* **Exercise brief**
Copy every line of the records below, requests included, but leave out the pictures. Multiply each coordinate in the answer points by 2.4 and round to the nearest whole number, with halves going up; keep all other numbers unchanged.

* **Provided entries**
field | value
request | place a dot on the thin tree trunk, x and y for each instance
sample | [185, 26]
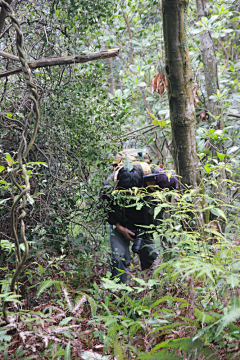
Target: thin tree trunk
[208, 58]
[110, 72]
[179, 77]
[3, 16]
[211, 79]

* **Task answer**
field | value
request | place a dot on the thin tree trunk, x and y for each instance
sample | [185, 26]
Target: thin tree trunk
[499, 139]
[264, 173]
[430, 185]
[7, 38]
[506, 190]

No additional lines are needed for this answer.